▶ _Extracted entries_:
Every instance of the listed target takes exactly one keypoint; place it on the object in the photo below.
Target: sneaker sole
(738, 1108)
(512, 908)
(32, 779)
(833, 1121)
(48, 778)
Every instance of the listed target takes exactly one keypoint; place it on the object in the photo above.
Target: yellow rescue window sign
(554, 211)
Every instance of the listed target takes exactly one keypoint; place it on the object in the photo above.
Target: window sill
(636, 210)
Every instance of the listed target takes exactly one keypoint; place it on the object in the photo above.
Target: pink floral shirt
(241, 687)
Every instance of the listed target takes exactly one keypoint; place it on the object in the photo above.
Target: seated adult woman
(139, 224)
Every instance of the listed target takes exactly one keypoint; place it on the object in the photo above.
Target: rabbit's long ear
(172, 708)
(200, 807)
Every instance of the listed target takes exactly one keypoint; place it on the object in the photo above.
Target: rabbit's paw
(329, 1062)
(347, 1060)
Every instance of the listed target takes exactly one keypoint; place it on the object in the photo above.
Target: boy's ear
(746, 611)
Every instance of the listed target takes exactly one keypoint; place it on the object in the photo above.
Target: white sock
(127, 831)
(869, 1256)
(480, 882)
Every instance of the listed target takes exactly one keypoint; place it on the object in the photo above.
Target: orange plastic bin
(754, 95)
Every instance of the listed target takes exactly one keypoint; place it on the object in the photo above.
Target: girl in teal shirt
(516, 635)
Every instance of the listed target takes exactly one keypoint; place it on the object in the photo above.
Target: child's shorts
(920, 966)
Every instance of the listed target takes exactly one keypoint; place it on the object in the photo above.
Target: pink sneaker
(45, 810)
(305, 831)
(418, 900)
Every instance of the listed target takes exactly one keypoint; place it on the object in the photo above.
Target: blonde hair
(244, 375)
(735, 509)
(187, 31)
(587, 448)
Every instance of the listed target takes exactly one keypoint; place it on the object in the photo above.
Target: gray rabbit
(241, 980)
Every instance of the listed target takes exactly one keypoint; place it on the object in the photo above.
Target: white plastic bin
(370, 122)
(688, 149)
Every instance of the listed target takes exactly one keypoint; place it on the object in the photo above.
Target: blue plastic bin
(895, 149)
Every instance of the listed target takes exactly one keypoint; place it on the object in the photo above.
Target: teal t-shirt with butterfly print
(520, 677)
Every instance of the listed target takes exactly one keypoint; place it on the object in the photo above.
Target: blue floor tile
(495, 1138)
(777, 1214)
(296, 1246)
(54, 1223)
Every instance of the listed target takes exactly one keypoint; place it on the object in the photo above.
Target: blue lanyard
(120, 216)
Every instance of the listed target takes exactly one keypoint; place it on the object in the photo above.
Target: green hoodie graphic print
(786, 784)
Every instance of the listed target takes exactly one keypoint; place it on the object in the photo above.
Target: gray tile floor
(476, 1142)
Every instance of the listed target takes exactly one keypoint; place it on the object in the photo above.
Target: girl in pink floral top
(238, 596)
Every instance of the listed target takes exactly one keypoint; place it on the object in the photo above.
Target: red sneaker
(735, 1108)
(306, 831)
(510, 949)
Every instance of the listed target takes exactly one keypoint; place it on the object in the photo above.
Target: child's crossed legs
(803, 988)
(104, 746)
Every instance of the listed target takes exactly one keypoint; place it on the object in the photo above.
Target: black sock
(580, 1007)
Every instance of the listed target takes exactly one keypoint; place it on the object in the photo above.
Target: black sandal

▶ _Prompt_: Copy each record from above without leaving any out.

▶ _The result_:
Every instance of the listed target takes exactly one keypoint; place it on the object in the photo below.
Target: sneaker sole
(738, 1108)
(512, 908)
(32, 779)
(833, 1121)
(48, 778)
Every instance of the listed target takes exactly one keypoint; place it on the object in the photo above.
Target: yellow rescue window sign
(554, 211)
Every instance of the listed target takes exactly one keypoint; place it on the object in the photo above.
Target: window sill
(636, 210)
Every instance of the listed target takes exactly one keypoint; place it on the object in the photo above.
Target: pink floral shirt
(241, 687)
Every instance of the listed target takes exactly one keypoint; place it on the object in the photo above.
Target: seated adult woman
(139, 224)
Every instance of the listed target takes exactly one keypoint; place it on the object in the photo above.
Target: rabbit's long ear
(172, 708)
(200, 807)
Every instance of the listed target takes exactly one keypoint; place it on the object in the photo above.
Target: rabbit's paw
(329, 1062)
(347, 1060)
Every instance of the listed target takes exactly one keypoint; place it on the object in the photo above.
Target: boy's ear
(746, 611)
Every instance of the listed target takes exactly one keypoint; place it on the object in the photo above.
Target: white sock
(127, 831)
(869, 1256)
(480, 882)
Every instance of the listed target takes exactly one keypoint; place it on the object in the photo above.
Target: orange plastic bin
(754, 95)
Every instance of the listed target takes exactly one keypoint; place it on the object in the photo above.
Target: girl in teal shirt
(516, 635)
Every instance of the listed target takes exactly one keypoint; place it on the object in the photo above.
Target: child's shorts
(920, 966)
Every instance of the listed target takes exactly one keypoint; place it on the object in the photo above.
Target: pink sneaker
(45, 810)
(305, 831)
(418, 900)
Every instance of the listed target takes exactly one keypoint; place it on the object in the photo above.
Target: blonde hair
(244, 375)
(735, 509)
(187, 31)
(587, 448)
Every instance of the listed target takes exactly one keypoint; place it on the object in the photo above.
Target: gray rabbit
(241, 980)
Every instance of the listed target takes exactly one keypoint; place it on the object in the photo above.
Target: white plastic bin
(370, 122)
(688, 149)
Every instance of the listed target takes exactly one keypoint; place it on the object in the photo above.
Target: blue plastic bin
(895, 149)
Every instance of the listed target takes exactly one keypoint; place it on the object in the photo above.
Target: teal t-shirt with butterfly print
(520, 677)
Every instance of the listed target takes exactly one keypoint; place it on the object in the photo above.
Target: blue floor tile
(495, 1138)
(777, 1214)
(296, 1246)
(54, 1223)
Every instance of the listed target takes exactly one keypoint; place it on the object in the photo above.
Target: blue lanyard
(120, 216)
Every instance of the listed target takes exactly one keypoint; place it on the object in the photo above.
Target: green hoodie graphic print
(786, 784)
Every instance of the listed target takes exactly one keypoint; place it on the object in the photo above.
Target: gray tile floor
(476, 1142)
Every instance of the listed target takes exactly one keypoint; place it on the object in the photo above.
Target: girl in pink floral top
(238, 596)
Every instance of the listed target takes exactly one keypoint; place it on the object in the photo above.
Target: red sneaker
(735, 1108)
(306, 831)
(510, 949)
Every instance of the listed target takes exactly one keypoint; place it on the object in the photo above.
Target: child's crossed legs
(803, 988)
(104, 746)
Every instance of the listed target takes exactly one keypoint; place it on the object in the photo above.
Target: black sock
(580, 1007)
Every instance of the listed target takes exactly one keypoint; place it on the object in the photo above.
Target: black sandal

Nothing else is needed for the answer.